The problem = Swap "round" for "circular" in the entries from the first line through the line containing "M617 185L627 192L634", and reproduce those lines with everything else unchanged.

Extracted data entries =
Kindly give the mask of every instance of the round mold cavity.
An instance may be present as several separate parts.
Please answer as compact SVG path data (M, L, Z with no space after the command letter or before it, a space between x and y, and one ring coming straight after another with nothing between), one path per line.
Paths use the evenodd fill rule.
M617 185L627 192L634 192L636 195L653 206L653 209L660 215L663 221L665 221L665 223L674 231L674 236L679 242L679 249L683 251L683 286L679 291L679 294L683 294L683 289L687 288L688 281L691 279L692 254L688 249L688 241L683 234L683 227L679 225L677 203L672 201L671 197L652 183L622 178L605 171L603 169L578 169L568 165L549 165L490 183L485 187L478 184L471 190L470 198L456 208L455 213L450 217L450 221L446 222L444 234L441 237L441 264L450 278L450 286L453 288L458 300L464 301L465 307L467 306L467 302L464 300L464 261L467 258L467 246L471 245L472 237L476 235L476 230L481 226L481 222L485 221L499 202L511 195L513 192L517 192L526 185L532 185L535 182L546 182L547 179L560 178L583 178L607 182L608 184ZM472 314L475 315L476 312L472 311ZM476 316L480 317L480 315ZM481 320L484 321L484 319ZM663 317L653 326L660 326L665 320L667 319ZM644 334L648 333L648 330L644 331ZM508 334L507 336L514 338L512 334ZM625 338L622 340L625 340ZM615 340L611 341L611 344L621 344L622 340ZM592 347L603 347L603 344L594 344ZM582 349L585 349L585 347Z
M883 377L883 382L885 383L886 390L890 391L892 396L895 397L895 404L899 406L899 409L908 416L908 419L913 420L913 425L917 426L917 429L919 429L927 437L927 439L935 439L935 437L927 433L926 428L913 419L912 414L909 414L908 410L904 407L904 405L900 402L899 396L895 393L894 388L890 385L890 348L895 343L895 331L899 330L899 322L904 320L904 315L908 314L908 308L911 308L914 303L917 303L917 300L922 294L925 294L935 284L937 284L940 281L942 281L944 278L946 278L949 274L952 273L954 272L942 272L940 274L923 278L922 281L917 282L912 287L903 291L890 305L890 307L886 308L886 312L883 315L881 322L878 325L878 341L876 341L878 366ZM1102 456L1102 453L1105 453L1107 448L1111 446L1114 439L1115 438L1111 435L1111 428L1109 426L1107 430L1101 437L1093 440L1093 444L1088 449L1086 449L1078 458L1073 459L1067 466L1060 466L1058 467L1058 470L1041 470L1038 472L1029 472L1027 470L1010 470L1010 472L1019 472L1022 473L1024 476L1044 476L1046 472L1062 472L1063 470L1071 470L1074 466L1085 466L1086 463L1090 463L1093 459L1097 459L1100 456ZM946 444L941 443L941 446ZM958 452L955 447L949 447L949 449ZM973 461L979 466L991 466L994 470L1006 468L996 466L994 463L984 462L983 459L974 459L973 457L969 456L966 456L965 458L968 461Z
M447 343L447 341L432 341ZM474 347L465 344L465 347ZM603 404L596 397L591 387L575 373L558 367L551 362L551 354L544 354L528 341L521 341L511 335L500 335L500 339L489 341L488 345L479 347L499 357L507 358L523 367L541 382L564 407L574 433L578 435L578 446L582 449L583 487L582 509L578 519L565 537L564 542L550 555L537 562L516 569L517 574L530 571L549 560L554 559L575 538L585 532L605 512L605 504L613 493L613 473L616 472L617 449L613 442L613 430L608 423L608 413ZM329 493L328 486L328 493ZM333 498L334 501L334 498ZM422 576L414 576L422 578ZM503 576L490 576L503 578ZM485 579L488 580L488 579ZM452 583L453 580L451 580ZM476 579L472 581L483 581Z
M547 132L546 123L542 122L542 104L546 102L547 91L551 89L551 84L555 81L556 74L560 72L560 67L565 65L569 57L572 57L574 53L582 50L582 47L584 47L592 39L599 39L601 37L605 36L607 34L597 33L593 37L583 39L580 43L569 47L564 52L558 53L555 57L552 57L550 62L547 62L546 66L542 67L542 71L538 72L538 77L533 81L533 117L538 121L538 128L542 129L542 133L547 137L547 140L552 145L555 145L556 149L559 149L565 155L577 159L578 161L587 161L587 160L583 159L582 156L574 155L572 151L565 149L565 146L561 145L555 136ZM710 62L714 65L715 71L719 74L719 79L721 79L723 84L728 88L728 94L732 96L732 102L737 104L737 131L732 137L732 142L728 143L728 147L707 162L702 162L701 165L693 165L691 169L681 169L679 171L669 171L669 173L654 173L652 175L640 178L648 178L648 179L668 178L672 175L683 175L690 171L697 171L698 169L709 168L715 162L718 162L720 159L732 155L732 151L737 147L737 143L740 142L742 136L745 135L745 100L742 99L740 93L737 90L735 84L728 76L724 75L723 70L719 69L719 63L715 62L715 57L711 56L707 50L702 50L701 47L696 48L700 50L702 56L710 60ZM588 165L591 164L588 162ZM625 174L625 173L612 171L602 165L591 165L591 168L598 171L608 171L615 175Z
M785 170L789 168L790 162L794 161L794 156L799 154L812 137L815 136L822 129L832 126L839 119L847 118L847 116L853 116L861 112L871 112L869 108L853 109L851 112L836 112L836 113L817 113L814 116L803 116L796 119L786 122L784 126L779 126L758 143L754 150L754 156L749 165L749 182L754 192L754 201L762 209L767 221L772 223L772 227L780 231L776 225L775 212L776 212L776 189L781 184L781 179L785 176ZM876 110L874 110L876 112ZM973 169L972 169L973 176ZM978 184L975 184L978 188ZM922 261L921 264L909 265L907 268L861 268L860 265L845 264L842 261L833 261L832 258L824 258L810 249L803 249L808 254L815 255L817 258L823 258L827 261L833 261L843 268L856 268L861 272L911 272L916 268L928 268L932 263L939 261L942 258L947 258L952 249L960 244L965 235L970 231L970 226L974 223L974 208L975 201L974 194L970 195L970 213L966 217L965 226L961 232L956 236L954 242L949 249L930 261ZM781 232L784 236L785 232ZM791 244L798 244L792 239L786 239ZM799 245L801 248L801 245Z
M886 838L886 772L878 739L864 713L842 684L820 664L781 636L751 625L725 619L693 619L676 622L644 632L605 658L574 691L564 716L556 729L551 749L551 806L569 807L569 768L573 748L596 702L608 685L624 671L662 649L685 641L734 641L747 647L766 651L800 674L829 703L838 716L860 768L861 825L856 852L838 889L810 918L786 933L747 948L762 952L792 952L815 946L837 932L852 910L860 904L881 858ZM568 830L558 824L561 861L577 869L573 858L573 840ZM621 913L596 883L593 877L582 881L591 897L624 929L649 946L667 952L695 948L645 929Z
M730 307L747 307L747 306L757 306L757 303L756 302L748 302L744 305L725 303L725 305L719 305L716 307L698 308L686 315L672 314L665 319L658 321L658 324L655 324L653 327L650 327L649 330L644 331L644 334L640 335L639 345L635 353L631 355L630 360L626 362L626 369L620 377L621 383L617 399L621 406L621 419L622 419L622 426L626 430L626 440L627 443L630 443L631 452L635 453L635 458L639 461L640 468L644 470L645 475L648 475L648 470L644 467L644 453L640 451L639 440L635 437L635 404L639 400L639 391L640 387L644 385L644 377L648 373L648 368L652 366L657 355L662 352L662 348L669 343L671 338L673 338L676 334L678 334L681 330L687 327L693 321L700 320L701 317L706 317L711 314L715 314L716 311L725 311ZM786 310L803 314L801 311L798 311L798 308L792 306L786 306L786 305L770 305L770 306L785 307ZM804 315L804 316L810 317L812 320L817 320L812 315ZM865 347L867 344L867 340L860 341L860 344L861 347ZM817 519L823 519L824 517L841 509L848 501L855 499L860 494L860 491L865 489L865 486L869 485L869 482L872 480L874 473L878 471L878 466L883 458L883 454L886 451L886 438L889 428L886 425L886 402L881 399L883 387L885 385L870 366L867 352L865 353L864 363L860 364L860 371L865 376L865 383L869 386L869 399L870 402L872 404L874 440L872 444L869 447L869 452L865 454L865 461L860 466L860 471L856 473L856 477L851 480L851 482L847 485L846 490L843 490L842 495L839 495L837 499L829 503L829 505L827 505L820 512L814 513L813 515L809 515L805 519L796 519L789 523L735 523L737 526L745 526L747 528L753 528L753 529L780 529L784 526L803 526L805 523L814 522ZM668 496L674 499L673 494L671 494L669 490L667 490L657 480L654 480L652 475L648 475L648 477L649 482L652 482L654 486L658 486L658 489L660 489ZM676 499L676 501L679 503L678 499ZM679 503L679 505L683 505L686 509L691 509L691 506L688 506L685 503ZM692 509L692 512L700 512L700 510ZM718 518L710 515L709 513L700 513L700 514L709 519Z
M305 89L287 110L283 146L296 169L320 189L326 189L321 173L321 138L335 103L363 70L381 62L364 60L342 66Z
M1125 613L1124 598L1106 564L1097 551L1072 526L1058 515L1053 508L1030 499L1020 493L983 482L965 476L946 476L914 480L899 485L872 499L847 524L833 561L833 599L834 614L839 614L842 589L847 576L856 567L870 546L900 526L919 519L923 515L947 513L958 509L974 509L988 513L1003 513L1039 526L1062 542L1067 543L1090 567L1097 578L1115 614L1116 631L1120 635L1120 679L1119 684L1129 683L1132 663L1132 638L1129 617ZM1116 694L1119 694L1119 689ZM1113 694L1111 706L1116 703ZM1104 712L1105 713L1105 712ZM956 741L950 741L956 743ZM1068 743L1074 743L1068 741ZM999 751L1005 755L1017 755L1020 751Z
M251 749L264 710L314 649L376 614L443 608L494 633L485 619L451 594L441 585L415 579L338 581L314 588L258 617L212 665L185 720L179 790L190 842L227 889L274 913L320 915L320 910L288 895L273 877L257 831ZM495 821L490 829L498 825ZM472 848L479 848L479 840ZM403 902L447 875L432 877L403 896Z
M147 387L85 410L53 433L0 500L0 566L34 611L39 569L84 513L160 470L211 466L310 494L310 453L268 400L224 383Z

Correct result =
Kindly give the mask of every instance of the circular mold cavity.
An instance may be present as several separate parts.
Please answer as compact SVG path data (M, L, Z with no space after the command letter or before it, a space between x and y, and one ring coming straight after another with nothing between), one path per line.
Paths use the evenodd fill rule.
M617 185L627 192L634 192L636 195L653 206L653 209L660 215L663 221L665 221L665 223L674 231L674 236L679 242L679 249L683 251L683 286L679 291L679 294L683 294L683 289L687 288L688 281L691 279L692 254L688 249L688 241L683 234L683 227L679 225L677 203L672 201L671 197L652 183L622 178L605 171L603 169L578 169L568 165L549 165L490 183L485 187L478 184L471 190L470 198L456 208L455 213L450 217L450 221L446 222L444 234L441 237L441 264L450 278L450 286L453 288L458 300L464 301L465 307L467 306L467 302L464 300L464 261L467 258L467 246L471 245L472 237L476 235L476 230L481 226L481 222L485 221L499 202L511 195L513 192L517 192L526 185L532 185L535 182L546 182L547 179L560 178L583 178L607 182L608 184ZM472 314L475 315L476 312L472 311ZM476 316L480 317L480 315ZM481 320L484 321L484 319ZM663 317L653 326L660 326L665 320L667 319ZM644 334L648 333L648 330L644 331ZM508 334L507 336L514 338L512 334ZM625 338L622 340L625 340ZM615 340L611 341L611 344L621 344L622 340ZM592 347L603 347L603 344L594 344ZM582 349L585 349L585 347Z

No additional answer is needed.